Start of Data in this exercise
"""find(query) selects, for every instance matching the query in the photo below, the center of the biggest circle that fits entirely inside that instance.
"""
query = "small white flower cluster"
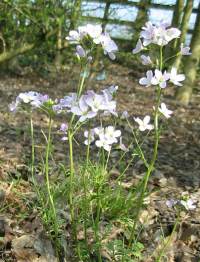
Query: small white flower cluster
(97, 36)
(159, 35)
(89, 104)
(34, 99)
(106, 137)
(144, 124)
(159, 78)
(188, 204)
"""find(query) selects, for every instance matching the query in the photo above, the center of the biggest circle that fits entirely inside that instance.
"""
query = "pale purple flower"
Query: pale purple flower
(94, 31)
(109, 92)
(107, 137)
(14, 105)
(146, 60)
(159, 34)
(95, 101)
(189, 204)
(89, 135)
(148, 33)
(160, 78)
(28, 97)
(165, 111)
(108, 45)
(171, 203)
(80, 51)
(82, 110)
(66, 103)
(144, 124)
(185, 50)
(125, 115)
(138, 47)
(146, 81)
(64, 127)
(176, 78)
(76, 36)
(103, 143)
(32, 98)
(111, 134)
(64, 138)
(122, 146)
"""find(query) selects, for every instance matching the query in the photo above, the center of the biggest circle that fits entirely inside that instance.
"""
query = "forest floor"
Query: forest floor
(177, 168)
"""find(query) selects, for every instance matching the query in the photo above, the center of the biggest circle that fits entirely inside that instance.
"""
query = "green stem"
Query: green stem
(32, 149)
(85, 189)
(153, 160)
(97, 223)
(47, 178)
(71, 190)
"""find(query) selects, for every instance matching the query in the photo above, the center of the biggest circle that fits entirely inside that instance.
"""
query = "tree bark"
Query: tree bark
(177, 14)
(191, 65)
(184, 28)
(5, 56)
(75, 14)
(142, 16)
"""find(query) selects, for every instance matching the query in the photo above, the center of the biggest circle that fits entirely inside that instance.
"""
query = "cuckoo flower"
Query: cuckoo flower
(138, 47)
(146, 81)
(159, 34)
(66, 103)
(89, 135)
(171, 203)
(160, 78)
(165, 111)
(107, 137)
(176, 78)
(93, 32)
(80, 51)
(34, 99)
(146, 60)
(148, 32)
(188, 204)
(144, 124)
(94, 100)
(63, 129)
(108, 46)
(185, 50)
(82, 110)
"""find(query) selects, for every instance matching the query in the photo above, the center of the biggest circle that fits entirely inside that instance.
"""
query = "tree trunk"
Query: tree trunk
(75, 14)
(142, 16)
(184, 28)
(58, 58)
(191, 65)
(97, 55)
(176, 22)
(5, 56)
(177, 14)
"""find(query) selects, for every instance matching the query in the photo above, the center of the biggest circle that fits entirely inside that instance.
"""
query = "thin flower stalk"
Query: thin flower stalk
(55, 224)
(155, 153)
End of Data in this exercise
Start of Data in this exercise
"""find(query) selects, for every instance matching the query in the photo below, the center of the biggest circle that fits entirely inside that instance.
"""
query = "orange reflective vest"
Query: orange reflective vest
End of Data in this exercise
Start of Data in this exercise
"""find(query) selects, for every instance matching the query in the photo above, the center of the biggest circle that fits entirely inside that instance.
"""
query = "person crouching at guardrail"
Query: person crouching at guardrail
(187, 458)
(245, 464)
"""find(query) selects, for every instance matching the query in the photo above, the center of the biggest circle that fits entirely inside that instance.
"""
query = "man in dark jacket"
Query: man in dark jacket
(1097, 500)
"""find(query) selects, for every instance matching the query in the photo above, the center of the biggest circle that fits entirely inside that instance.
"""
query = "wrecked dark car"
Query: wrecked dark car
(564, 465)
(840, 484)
End of Data in this exercise
_Exercise_: Pull every line containing "vest" from the data.

_Task answer_:
query = "orange reflective vest"
Query: orange reflective vest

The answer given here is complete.